#### [EXTRACTED TEXT]
INTD 7074. Topics In Translational Medical Product Development. 1 Credit Hour.
It is crucial to understand the intricate process of translating basic research into market driven products, navigate the complex pathways of intellectual property management and the regulatory affairs of agencies such as the FDA. This course will offer students in biomedical sciences the opportunity to integrate industry-relevant training and experience with their basic science education. The course will explore the marketing and regulatory process by which a biomedical product is developed and brought to commercialization.
MICR 5051. Intro To Immunology. 2 Credit Hours.
This course is a study of immune responses with emphasis on experimental strategies for elucidating cellular and molecular mechanisms. Three phases of study: (1) immunochemistry and molecular biology of antibodies, lymphocyte receptors, and products of the major histocompatibility complex; (2) cellular interactions and immuno-regulation; and (3) immunopathologies (hypersensitivity, autoimmunity, immunodeficiency, transplantation rejection, and tumor immunology).
Prerequisites: consent of instructor, courses in General Biology and Genetics recommended.
PHAR 5013. Principles Of Pharmacology & Physiology 1. 3 Credit Hours.
Topics include principles of drug action; receptor classification and quantitation; dose response relationships; cellular mechanisms of drug action; fundamental concepts of drug receptor interactions; voltage gated and ion channels; drug actions mediate by transduction and non-transduction enzymes; time course of drug action; absorption, distribution, biotransformation and elimination of drugs; pharmacokinetics; and experimental approaches to drug action.
RADI 5015. Physics Of Diagnostic Imaging 1. 3 Credit Hours.
This course introduces the student to the basic principles and radiological practice using noninvasive imaging systems. Topics include production of x-rays, interaction of radiation with matter, and the physics of imaging using computed tomography, ultrasound, and magnetic resonance.
Prerequisites: consent of instructor.
RADI 6016. Physics of Diagnostic Imaging 2. 3 Credit Hours.
This course includes theory and applications of various forms of electronic imaging systems; advanced diagnostic imaging principles involving mathematical image analysis, digital image processing, digital image display, and concepts of electronic imaging.
Prerequisites: consent of instructor.
RADI 6051. Statistical Parametric Mapping. 3 Credit Hours.
Course content includes principles of NMR Spectroscopy as applied to the resolution of molecular structural problems in chemistry, biology, and medicine; and principles and methods for designing BOLD contrast MRI experiments and evaluating fMRI data.
TSCI 5070. Responsible Conduct of Research. 2 Credit Hours.

#### [EXERCISE A]
Answer these questions about the course listings:
(i) How many credit hours is MICR 5051 worth?
(ii) Which agency does the INTD 7074 description name as an example?
(iii) What prerequisite is listed for RADI 5015?
#### [EXERCISE B]
Set down the stretch of the course listings from "PHAR 5013. Principles" through "and magnetic resonance.", copied word for word.

#### [DATA SHOWN]
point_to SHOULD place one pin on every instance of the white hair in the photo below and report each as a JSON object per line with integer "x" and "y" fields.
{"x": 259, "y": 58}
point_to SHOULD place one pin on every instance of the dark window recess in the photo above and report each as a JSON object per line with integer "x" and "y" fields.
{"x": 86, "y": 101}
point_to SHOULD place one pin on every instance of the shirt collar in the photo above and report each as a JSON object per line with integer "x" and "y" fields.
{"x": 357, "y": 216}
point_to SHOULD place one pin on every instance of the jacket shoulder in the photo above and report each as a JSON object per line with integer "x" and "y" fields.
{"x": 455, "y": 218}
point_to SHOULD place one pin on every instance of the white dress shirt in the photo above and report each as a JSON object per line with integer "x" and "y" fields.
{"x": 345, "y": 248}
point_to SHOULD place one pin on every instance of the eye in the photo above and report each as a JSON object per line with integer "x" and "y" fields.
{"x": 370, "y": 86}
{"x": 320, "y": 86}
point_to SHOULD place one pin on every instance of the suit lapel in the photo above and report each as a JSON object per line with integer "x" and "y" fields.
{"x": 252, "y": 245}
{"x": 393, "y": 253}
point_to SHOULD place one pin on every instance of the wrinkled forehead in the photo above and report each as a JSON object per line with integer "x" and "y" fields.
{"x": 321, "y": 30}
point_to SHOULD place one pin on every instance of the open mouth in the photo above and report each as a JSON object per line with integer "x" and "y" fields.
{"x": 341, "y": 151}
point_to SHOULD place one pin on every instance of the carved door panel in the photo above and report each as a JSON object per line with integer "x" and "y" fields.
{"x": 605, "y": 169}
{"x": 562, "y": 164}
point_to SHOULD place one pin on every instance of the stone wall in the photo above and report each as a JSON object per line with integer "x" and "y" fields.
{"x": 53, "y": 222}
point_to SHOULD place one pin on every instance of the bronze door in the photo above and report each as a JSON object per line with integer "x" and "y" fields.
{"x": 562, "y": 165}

#### [ANSWER A]
(i) 2 credit hours
(ii) The FDA
(iii) Consent of instructor

#### [ANSWER B]
PHAR 5013. Principles Of Pharmacology & Physiology 1. 3 Credit Hours.
Topics include principles of drug action; receptor classification and quantitation; dose response relationships; cellular mechanisms of drug action; fundamental concepts of drug receptor interactions; voltage gated and ion channels; drug actions mediate by transduction and non-transduction enzymes; time course of drug action; absorption, distribution, biotransformation and elimination of drugs; pharmacokinetics; and experimental approaches to drug action.
RADI 5015. Physics Of Diagnostic Imaging 1. 3 Credit Hours.
This course introduces the student to the basic principles and radiological practice using noninvasive imaging systems. Topics include production of x-rays, interaction of radiation with matter, and the physics of imaging using computed tomography, ultrasound, and magnetic resonance.